_O que fazer:_
Diga se cada afirmação seguinte concorda com o texto sobre Cláudio e Agripa. Responda sim ou não e cite literalmente as palavras do texto que decidem a questão.
1. Cláudio respondeu ao senado com arrogância.
2. Agripa disse aos guardas que o imperador estava morto.
3. Agripa encorajou Cláudio a subir ao trono.

_Texto do documento:_
----

História De Israel – Teologia 31.262
CAPÍTULO 3
O REI AGRIPA FORTALECE CLÁUDIO NA RESOLUÇÃO DE ACEITAR O
GOVERNO. OS SOLDADOS QUE TINHAM ABRAÇADO O PARTIDO DO SENADO, ABANDONAM-NO E SE
UNEM AOS QUE PRESTARAM JURAMENTO A CLÁUDIO, NÃO OBSTANTE OS ESFORÇOS DE CHEREAS
PARA IMPEDI-LOS. CLÁUDIO TORNA-SE IMPERADOR E CONDENA CHEREAS À MORTE. ELE A
SOFRE COM MARAVILHOSA FIRMEZA. SABINO, UM DOS PRINCIPAIS CONJURADOS,
SUICIDA-SE.
807. Cláudio, ciente de que o senado estava convencido de
poder reconquistar a sua primitiva autoridade, respondeu com muita modéstia,
para não chocar os sentimentos deles. Porém não demorou muito a superar os seus
temores, em parte pela proteção que lhe prometiam os soldados e em parte pelo
fato de Agripa já o haver exortado a não ser inimigo de si mesmo, recusando o
oferecimento de um poder que lhe permitiria governar a maior parte da terra.
Por fim, decidiu-se a tudo fazer, no que dependia dele, para secundar a sua boa
estrela.
Esse rei dos judeus, que devia a Caio a sua coroa, havia
colocado o corpo do imperador sobre um leito, com toda a cortesia que o tempo
lhe permitiu, dizendo aos guardas que ele não estava morto, que as feridas o
faziam sofrer muitas dores e que ele tinha necessidade urgente de médicos. E,
quando soube que os soldados haviam levado Cláudio, rompeu a multidão para ir
ter com ele, encontran-do-o em tal aflição de espírito que parecia prestes a
ceder a autoridade ao senado. Então Agripa restituiu-lhe a coragem e o animou a
não perder aquela ocasião de subir ao trono do império.

----

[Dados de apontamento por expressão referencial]
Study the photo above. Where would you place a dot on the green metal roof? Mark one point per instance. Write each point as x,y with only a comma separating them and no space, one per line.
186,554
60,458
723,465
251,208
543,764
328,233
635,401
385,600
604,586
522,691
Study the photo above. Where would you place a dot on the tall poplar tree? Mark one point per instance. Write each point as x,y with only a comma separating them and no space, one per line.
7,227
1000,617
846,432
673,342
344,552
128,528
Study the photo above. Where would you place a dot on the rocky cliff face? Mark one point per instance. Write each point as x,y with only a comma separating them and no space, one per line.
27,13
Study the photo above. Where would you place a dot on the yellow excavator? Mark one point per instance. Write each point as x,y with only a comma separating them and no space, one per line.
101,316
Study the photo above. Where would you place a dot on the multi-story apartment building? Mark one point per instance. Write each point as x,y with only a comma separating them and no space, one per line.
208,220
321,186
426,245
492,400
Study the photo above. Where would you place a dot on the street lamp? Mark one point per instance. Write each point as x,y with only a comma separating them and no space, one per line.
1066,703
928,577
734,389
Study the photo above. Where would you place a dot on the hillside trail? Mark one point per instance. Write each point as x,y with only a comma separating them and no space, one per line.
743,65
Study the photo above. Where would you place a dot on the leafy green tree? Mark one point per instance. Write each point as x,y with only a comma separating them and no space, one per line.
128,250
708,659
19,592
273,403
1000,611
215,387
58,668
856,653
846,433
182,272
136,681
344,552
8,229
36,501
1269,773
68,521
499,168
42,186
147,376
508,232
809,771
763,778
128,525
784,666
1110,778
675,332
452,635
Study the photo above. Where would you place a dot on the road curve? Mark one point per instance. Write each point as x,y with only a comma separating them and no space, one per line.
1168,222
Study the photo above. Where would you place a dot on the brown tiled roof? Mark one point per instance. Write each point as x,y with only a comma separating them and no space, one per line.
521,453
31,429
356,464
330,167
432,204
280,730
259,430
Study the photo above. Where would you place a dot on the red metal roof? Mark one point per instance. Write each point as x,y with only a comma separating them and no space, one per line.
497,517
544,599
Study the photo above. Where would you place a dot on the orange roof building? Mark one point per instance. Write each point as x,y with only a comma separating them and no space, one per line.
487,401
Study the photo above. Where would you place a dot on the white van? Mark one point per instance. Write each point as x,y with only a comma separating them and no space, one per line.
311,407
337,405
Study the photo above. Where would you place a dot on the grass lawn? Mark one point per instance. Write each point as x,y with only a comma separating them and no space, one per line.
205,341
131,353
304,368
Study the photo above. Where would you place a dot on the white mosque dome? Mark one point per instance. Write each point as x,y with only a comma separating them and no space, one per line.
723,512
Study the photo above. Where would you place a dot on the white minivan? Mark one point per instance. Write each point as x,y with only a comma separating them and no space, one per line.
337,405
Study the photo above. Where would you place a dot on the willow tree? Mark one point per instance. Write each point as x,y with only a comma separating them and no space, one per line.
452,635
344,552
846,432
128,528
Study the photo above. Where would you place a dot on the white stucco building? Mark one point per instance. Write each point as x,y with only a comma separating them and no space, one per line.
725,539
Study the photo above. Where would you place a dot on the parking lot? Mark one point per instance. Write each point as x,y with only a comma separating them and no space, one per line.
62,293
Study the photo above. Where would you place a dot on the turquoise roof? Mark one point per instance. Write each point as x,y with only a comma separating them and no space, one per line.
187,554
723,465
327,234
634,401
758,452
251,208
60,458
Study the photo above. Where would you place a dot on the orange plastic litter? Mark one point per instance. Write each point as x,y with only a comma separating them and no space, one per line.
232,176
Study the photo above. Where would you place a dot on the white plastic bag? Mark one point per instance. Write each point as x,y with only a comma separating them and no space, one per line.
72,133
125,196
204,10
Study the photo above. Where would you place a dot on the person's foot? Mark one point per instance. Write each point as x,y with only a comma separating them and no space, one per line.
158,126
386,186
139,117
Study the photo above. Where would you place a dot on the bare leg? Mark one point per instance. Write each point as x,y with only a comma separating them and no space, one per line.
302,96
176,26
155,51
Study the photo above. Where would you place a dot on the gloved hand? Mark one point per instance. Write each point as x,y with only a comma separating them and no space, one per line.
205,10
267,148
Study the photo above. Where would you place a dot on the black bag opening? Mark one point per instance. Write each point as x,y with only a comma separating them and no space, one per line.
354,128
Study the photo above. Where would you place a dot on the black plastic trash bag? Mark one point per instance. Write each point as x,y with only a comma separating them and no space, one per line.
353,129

----

_Resolução:_
1. Não: "respondeu com muita modéstia".
2. Não: "dizendo aos guardas que ele não estava morto".
3. Sim: "Então Agripa restituiu-lhe a coragem e o animou a não perder aquela ocasião de subir ao trono do império".